Beispiel 3: Flächen­träg­heits­moment eines I-Profils mit Satz von Steiner

Es soll das Flächen­trägheits­moment bezüglich der y-Achse wie in Beispiel 2 berechnet werden, diesmal jedoch mit dem Satz von Steiner. Die Kreise in der Skizze bezeichnen wieder die Schwer­punkte der Teil­flächen. Die beiden Teil­flächen A1 und A3 sind aufgrund der Symmetrie gleich groß.

AUFGABENSTELLUNG:
[1] Was bezeichnen laut dem Auszug zum I-Profil die Kreise in der Skizze?
[2] Kopiere aus dem Auszug zum I-Profil den Text wortgetreu, beginnend mit „Es soll das“ und weiter bis einschließlich „Symmetrie gleich groß.“.

VORLIEGENDES MATERIAL:
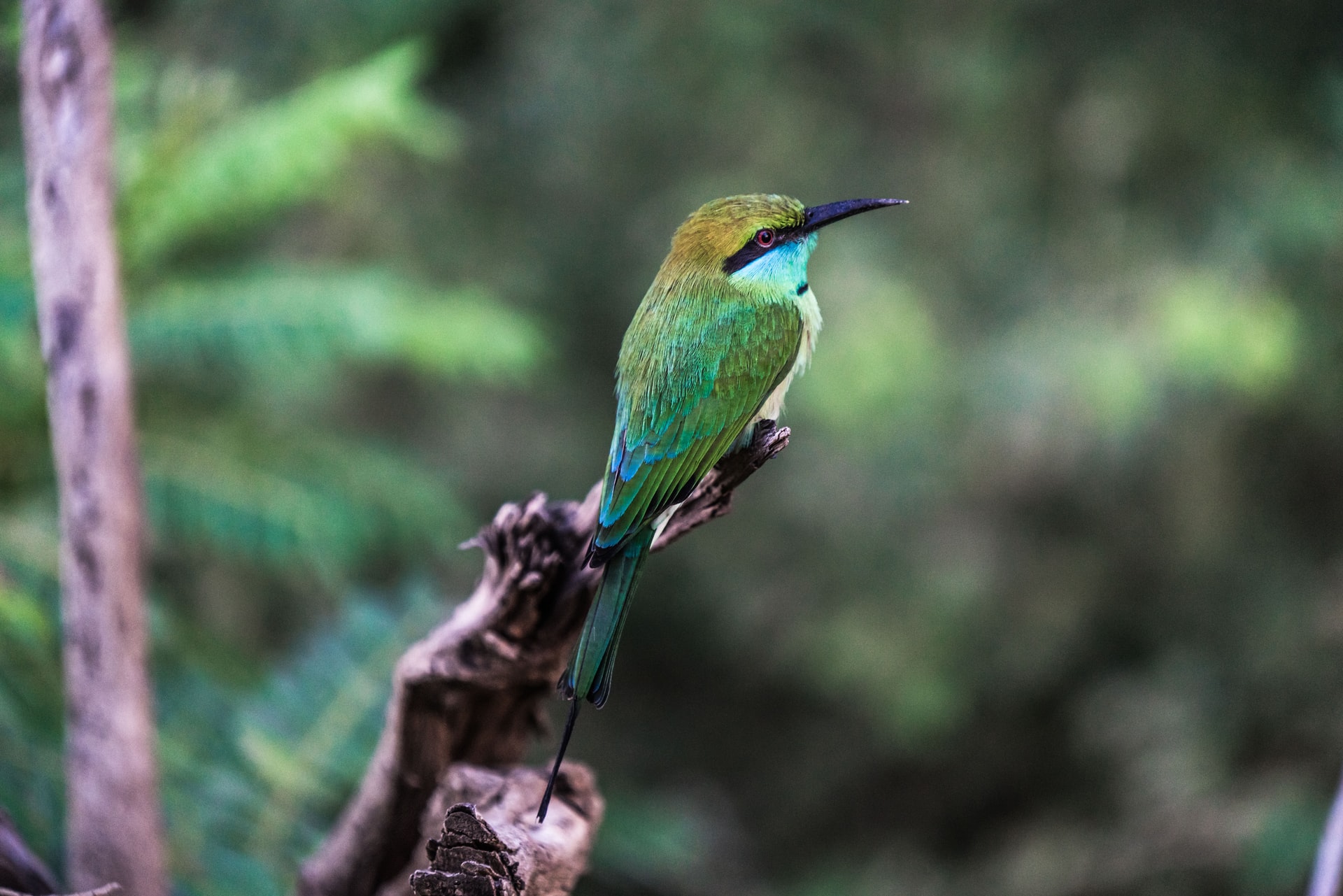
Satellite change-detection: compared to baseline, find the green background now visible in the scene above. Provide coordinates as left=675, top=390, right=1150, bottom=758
left=0, top=0, right=1343, bottom=896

LÖSUNGEN:
[1] Die Schwerpunkte der Teilflächen.

[2]
Es soll das Flächen­trägheits­moment bezüglich der y-Achse wie in Beispiel 2 berechnet werden, diesmal jedoch mit dem Satz von Steiner. Die Kreise in der Skizze bezeichnen wieder die Schwer­punkte der Teil­flächen. Die beiden Teil­flächen A1 und A3 sind aufgrund der Symmetrie gleich groß.